_WHAT IS BEING ASKED_
Among the entries below, find the lines with the word "candle" and return them.

_INPUT DATA_
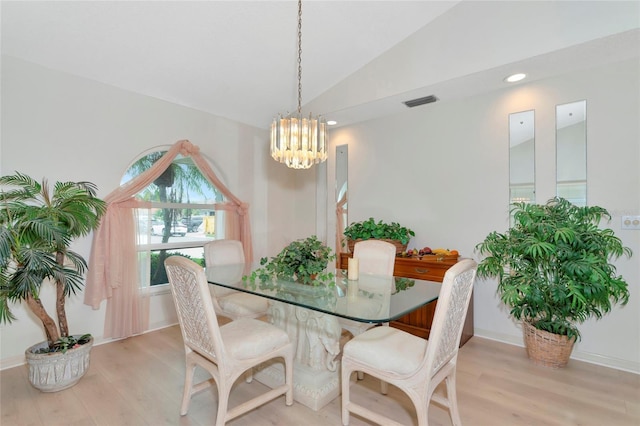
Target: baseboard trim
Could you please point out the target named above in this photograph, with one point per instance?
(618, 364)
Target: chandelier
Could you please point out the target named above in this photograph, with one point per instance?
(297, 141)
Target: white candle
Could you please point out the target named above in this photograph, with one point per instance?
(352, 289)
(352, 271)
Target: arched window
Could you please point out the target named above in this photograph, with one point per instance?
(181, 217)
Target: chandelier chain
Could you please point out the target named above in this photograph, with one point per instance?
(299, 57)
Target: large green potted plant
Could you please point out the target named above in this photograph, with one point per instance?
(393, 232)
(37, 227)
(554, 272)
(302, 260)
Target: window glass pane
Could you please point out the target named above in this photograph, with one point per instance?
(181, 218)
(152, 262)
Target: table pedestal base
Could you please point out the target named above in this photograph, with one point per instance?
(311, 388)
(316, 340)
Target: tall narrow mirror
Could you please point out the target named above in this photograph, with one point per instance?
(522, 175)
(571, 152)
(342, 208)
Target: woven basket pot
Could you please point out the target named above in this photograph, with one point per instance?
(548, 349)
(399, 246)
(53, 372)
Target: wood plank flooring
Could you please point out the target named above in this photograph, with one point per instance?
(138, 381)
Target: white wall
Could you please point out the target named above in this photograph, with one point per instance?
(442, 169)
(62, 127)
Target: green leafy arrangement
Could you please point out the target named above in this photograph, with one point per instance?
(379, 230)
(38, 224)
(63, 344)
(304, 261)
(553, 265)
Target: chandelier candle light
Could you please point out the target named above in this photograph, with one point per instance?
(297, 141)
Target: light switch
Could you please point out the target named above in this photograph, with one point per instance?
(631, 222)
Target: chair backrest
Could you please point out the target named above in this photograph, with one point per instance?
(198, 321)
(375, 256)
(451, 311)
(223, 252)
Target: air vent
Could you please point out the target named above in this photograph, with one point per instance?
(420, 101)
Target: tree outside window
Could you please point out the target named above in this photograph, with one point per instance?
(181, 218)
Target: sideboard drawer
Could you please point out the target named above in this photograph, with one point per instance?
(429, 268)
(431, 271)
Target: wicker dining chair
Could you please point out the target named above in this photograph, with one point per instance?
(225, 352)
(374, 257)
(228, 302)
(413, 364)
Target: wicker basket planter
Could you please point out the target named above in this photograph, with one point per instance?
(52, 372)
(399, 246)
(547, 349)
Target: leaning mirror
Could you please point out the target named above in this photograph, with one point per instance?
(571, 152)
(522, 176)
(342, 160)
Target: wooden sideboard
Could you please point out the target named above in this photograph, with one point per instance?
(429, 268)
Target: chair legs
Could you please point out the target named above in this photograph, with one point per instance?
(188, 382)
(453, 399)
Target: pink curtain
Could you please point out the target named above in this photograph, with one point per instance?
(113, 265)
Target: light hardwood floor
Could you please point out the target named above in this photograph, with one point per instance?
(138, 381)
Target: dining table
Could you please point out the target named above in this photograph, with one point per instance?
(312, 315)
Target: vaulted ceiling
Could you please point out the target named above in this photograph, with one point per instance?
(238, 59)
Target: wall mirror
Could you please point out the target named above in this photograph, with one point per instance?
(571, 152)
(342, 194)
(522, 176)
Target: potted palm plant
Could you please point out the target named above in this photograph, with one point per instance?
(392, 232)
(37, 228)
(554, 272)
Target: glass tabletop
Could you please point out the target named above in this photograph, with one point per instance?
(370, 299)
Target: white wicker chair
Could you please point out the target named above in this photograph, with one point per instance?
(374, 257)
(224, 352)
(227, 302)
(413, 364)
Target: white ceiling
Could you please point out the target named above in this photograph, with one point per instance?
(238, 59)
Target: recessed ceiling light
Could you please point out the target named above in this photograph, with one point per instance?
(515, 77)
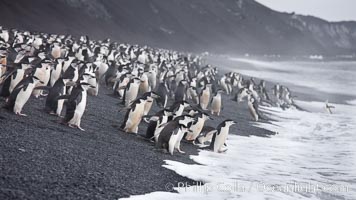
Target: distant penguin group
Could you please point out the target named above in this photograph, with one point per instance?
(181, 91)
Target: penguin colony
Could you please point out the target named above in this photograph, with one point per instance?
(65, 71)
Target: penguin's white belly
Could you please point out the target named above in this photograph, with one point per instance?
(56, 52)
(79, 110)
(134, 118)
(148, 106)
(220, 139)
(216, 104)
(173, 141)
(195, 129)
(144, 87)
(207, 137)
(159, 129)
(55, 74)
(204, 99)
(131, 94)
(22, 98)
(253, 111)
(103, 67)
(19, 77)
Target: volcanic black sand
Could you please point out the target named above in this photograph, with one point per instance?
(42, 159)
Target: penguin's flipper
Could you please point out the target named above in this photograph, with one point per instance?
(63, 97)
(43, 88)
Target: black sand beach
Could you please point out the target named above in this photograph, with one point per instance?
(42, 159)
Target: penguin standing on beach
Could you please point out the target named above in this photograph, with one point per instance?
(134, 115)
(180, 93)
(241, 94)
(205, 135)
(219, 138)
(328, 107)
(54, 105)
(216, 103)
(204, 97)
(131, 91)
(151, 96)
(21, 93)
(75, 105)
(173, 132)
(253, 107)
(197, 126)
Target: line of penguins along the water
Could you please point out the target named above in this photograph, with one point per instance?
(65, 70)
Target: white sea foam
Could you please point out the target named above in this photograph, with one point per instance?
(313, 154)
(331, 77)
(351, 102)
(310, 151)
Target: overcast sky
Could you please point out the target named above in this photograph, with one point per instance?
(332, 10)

==

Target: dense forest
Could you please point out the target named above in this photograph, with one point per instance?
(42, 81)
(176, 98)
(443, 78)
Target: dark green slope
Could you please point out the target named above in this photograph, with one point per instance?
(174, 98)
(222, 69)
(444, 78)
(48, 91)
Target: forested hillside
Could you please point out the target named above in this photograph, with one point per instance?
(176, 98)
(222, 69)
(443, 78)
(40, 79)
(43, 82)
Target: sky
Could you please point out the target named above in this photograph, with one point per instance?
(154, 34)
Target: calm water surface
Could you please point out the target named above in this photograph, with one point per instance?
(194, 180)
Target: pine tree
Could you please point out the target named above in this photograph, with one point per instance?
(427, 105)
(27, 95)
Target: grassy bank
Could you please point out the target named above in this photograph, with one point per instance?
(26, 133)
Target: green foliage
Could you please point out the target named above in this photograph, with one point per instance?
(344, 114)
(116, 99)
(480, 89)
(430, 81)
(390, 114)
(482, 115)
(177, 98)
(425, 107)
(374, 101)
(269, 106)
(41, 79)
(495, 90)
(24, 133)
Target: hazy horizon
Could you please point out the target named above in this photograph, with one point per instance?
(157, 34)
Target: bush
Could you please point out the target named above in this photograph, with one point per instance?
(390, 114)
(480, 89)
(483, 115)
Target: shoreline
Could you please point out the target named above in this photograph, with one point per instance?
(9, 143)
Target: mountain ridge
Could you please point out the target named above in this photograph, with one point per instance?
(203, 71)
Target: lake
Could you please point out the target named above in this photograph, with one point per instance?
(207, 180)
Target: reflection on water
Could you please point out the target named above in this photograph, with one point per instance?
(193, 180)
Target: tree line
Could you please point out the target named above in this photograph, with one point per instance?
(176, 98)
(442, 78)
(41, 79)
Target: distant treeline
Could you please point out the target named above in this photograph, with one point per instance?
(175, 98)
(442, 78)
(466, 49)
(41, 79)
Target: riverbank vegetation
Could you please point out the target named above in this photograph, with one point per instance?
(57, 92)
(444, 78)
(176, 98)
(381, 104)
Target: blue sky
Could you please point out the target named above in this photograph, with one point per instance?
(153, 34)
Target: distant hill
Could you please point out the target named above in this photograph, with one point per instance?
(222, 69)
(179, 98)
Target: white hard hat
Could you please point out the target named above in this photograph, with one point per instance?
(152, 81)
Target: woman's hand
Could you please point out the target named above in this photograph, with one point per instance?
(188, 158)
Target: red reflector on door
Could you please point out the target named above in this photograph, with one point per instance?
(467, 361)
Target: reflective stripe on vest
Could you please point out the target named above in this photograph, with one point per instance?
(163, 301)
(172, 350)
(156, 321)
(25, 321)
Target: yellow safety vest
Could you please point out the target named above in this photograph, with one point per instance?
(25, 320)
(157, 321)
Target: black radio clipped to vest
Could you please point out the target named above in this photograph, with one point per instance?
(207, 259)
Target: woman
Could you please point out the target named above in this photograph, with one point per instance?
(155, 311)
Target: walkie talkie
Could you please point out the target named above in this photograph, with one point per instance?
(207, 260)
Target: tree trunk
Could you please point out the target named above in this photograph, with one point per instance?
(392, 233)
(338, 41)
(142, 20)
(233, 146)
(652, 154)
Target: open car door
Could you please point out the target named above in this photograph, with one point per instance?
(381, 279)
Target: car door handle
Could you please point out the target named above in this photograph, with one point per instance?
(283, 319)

_EXPECTED ANSWER_
Target: white candle
Target: chandelier candle light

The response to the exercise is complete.